- GIVEN DATA

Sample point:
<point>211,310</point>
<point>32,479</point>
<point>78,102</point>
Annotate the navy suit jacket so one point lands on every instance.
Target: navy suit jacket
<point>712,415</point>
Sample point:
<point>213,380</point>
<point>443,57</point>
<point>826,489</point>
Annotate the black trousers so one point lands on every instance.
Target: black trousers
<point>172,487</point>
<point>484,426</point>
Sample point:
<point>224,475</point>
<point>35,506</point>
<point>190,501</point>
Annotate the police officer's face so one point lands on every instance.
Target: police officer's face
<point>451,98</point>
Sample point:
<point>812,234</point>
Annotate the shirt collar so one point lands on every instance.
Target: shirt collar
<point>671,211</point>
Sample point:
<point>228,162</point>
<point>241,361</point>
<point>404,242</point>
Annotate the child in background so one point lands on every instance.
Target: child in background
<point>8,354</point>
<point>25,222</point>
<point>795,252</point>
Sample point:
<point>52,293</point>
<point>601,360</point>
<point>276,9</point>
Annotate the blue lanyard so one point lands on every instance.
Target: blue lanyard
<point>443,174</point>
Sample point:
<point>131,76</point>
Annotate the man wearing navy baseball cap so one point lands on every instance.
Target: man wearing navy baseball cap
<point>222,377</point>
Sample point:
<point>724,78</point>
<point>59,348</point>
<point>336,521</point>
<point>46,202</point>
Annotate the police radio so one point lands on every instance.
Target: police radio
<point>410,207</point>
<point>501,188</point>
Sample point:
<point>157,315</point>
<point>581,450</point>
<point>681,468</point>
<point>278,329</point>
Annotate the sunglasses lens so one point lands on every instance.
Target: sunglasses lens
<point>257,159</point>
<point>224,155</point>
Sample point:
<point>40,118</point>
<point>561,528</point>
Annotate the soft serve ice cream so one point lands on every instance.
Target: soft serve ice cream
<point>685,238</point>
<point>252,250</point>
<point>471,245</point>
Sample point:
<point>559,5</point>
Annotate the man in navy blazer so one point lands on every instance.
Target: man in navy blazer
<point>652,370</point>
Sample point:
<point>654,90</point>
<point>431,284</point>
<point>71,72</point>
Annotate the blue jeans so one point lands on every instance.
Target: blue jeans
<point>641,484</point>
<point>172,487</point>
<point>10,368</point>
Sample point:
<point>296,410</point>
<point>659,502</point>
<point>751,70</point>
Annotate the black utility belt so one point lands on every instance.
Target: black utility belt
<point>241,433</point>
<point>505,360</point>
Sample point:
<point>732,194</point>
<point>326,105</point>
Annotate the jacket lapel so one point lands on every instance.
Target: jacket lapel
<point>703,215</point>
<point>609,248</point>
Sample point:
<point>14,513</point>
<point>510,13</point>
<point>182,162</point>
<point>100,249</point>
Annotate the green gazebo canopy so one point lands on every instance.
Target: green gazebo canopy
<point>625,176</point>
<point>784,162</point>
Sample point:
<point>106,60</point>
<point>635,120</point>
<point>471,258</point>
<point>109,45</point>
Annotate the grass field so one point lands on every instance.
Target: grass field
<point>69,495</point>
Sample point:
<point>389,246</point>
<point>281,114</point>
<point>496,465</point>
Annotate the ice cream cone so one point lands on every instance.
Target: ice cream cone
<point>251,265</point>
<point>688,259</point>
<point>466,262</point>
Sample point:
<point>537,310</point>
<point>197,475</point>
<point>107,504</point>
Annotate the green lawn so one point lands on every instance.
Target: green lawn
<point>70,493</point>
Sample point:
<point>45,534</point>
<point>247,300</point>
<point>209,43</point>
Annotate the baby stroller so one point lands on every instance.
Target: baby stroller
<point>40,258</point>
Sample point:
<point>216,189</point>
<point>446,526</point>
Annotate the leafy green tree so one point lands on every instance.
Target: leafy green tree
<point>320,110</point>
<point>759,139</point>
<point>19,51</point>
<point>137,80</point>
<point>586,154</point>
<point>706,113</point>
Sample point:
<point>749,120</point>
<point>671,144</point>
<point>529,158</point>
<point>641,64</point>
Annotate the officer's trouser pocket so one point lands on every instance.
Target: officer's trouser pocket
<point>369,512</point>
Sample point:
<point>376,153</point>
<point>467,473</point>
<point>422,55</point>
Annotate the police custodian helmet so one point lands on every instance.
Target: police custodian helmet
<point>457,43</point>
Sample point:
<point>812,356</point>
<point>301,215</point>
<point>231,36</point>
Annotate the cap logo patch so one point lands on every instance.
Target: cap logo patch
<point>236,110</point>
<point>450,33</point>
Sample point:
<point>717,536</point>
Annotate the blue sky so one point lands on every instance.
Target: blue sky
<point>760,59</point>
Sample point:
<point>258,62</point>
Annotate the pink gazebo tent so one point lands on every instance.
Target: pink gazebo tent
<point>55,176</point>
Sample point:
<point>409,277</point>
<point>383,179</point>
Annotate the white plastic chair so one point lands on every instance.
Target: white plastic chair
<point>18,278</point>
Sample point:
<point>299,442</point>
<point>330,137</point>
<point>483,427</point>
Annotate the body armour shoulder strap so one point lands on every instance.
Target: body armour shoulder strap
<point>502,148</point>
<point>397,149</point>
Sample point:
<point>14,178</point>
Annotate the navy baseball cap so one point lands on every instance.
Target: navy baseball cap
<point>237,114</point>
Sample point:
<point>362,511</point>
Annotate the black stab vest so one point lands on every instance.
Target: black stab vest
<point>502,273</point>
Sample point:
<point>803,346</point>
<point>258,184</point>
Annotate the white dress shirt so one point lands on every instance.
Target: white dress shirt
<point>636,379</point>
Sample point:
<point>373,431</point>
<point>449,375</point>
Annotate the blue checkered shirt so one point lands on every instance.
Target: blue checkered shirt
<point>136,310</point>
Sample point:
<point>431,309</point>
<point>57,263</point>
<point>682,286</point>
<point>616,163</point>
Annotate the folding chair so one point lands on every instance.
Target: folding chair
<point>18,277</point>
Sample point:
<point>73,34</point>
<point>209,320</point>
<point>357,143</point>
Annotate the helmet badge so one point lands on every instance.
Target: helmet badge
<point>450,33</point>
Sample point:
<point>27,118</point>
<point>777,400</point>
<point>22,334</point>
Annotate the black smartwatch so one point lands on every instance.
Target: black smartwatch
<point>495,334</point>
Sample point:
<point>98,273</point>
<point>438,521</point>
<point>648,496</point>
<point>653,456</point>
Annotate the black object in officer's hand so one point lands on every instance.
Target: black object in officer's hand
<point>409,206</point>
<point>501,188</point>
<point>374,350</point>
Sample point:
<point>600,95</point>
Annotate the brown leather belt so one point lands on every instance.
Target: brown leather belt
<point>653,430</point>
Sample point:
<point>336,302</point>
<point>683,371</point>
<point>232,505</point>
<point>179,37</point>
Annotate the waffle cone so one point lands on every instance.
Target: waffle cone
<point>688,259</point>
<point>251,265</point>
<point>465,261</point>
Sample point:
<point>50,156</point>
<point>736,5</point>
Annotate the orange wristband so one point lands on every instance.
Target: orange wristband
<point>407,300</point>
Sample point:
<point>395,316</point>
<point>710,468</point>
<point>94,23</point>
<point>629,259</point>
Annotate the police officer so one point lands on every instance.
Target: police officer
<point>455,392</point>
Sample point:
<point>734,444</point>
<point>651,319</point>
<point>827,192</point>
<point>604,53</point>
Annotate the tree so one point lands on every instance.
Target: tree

- GOAL
Please rewrite all of the records above with "Annotate" replaced by "Mark" each time it appears, keeping everything else the same.

- THE COMPLETED TASK
Sample point:
<point>211,310</point>
<point>32,479</point>
<point>78,102</point>
Mark the navy suit jacket so one point lands on every instance.
Target: navy suit jacket
<point>712,415</point>
Sample point:
<point>213,380</point>
<point>443,57</point>
<point>826,489</point>
Mark the black trousers so one point lands on every instance.
Target: black trousers
<point>172,487</point>
<point>484,426</point>
Sample point:
<point>224,475</point>
<point>35,506</point>
<point>190,501</point>
Mark the police officer's face so one point lands on every instance.
Target: police officer's face
<point>451,98</point>
Sample point:
<point>812,234</point>
Mark the shirt collar so one point lands on every instance.
Target: shirt collar
<point>671,211</point>
Sample point:
<point>228,162</point>
<point>241,361</point>
<point>404,242</point>
Mark the child in background so one point lands on every instance.
Target: child in background
<point>8,354</point>
<point>25,222</point>
<point>795,252</point>
Sample point:
<point>52,293</point>
<point>601,360</point>
<point>276,9</point>
Mark the blue lanyard so one point lands on every instance.
Target: blue lanyard
<point>443,174</point>
Sample point:
<point>131,76</point>
Mark the man wearing navy baseball cap so one point lands on every instance.
Target: man wearing navy baseball cap
<point>222,377</point>
Sample point:
<point>724,78</point>
<point>59,348</point>
<point>336,521</point>
<point>46,202</point>
Mark the police radio so one point lands on every instance.
Target: police radio
<point>410,207</point>
<point>501,188</point>
Sample point:
<point>157,315</point>
<point>581,450</point>
<point>681,468</point>
<point>278,329</point>
Mark the sunglasses lens so one point lands on every instance.
Target: sunglasses lens
<point>257,159</point>
<point>224,155</point>
Sample point:
<point>40,118</point>
<point>561,528</point>
Mark the soft serve ice cream so one point lands on every instance.
Target: soft serve ice cream
<point>685,238</point>
<point>252,250</point>
<point>471,245</point>
Sample point:
<point>559,5</point>
Mark the man in navy blazer so one point lands on every instance.
Target: man in navy blazer
<point>652,370</point>
Sample point:
<point>654,90</point>
<point>431,284</point>
<point>71,72</point>
Mark the blue jeans so one point lands on every instance.
Target: blue jeans
<point>641,484</point>
<point>172,487</point>
<point>10,368</point>
Sample point:
<point>296,410</point>
<point>659,502</point>
<point>751,70</point>
Mark the black utility belt so one point lands on every instance.
Target: black utility belt
<point>241,433</point>
<point>505,360</point>
Sample point:
<point>732,194</point>
<point>326,105</point>
Mark the jacket lapel so one point lands on every instance.
Target: jacket lapel
<point>703,215</point>
<point>609,248</point>
Sample point:
<point>14,513</point>
<point>510,13</point>
<point>182,162</point>
<point>100,249</point>
Mark the green gazebo canopy so one point lands on every instance.
Target: green gazebo canopy
<point>625,176</point>
<point>784,162</point>
Sample point:
<point>106,60</point>
<point>635,120</point>
<point>471,258</point>
<point>109,45</point>
Mark the grass field so one point lands on every instance.
Target: grass field
<point>69,495</point>
Sample point:
<point>389,246</point>
<point>281,114</point>
<point>496,465</point>
Mark the ice cream cone so one point lands on every instance.
Target: ice cream cone
<point>251,265</point>
<point>688,259</point>
<point>466,262</point>
Sample point:
<point>537,310</point>
<point>197,475</point>
<point>107,504</point>
Mark the green lawn so one point lands on every instance.
Target: green lawn
<point>70,493</point>
Sample point:
<point>45,534</point>
<point>247,300</point>
<point>209,43</point>
Mark the baby stroller so one point lands on every instance.
Target: baby stroller
<point>40,258</point>
Sample point:
<point>216,189</point>
<point>446,526</point>
Mark the leafy green tree so one point lands on every instance.
Target: leafy green tree
<point>320,110</point>
<point>759,139</point>
<point>19,51</point>
<point>137,80</point>
<point>586,154</point>
<point>706,113</point>
Sample point:
<point>749,120</point>
<point>671,144</point>
<point>529,158</point>
<point>641,64</point>
Mark the officer's trouser pocket so one point lands on every instance.
Target: officer's trouser pocket
<point>369,512</point>
Sample point:
<point>376,153</point>
<point>467,473</point>
<point>422,55</point>
Mark the police custodian helmet so one point lands on every instance.
Target: police custodian helmet
<point>457,43</point>
Sample point:
<point>812,356</point>
<point>301,215</point>
<point>231,36</point>
Mark the cap logo patch so one point lands on every instance.
Target: cap logo patch
<point>236,110</point>
<point>450,33</point>
Sample point:
<point>717,536</point>
Mark the blue sky so one point lands on every instance.
Target: blue sky
<point>760,59</point>
Sample point:
<point>258,62</point>
Mark the pink gazebo tent so one point lands on every instance.
Target: pink gazebo tent
<point>55,176</point>
Sample point:
<point>409,277</point>
<point>383,179</point>
Mark the white plastic chair so one point lands on every instance.
Target: white plastic chair
<point>18,278</point>
Sample point:
<point>299,442</point>
<point>330,137</point>
<point>483,427</point>
Mark the body armour shoulder strap so one point lands on every instance.
Target: body armour shoulder strap
<point>502,148</point>
<point>397,149</point>
Sample point:
<point>14,178</point>
Mark the navy baseball cap so one point lands on every instance.
Target: navy baseball cap
<point>237,114</point>
Sample point:
<point>362,511</point>
Mark the black stab vest so one point lands on every instance.
Target: black stab vest
<point>502,273</point>
Sample point:
<point>803,346</point>
<point>258,184</point>
Mark the white dress shirt so one point lands on every instance.
Target: white dress shirt
<point>636,379</point>
Sample point:
<point>373,431</point>
<point>449,375</point>
Mark the blue checkered shirt so one point lands on every instance.
Target: blue checkered shirt
<point>136,310</point>
Sample point:
<point>431,309</point>
<point>57,263</point>
<point>682,286</point>
<point>616,163</point>
Mark the folding chair so one point lands on every instance.
Target: folding chair
<point>18,277</point>
Sample point:
<point>73,34</point>
<point>209,320</point>
<point>357,143</point>
Mark the helmet badge so one point lands on every instance.
Target: helmet badge
<point>450,33</point>
Sample point:
<point>27,118</point>
<point>777,400</point>
<point>22,334</point>
Mark the black smartwatch so one point lands on every instance.
Target: black smartwatch
<point>495,334</point>
Sample point:
<point>98,273</point>
<point>438,521</point>
<point>648,496</point>
<point>653,456</point>
Mark the black object in officer's hand so one point lands on every instance.
Target: black object in officer's hand
<point>409,206</point>
<point>501,188</point>
<point>374,350</point>
Sample point:
<point>600,95</point>
Mark the brown leather belt so one point lands on every instance.
Target: brown leather belt
<point>653,430</point>
Sample point:
<point>336,302</point>
<point>683,371</point>
<point>232,505</point>
<point>179,37</point>
Mark the waffle cone so one point lands on every instance.
Target: waffle cone
<point>688,259</point>
<point>251,265</point>
<point>465,261</point>
Sample point:
<point>50,156</point>
<point>736,5</point>
Mark the orange wristband so one point lands on every instance.
Target: orange wristband
<point>407,300</point>
Sample point:
<point>395,316</point>
<point>710,468</point>
<point>94,23</point>
<point>629,259</point>
Mark the police officer so one point lands on every instance.
Target: police officer
<point>455,392</point>
Sample point:
<point>734,444</point>
<point>651,319</point>
<point>827,192</point>
<point>604,53</point>
Mark the tree so one point lands on every instance.
Target: tree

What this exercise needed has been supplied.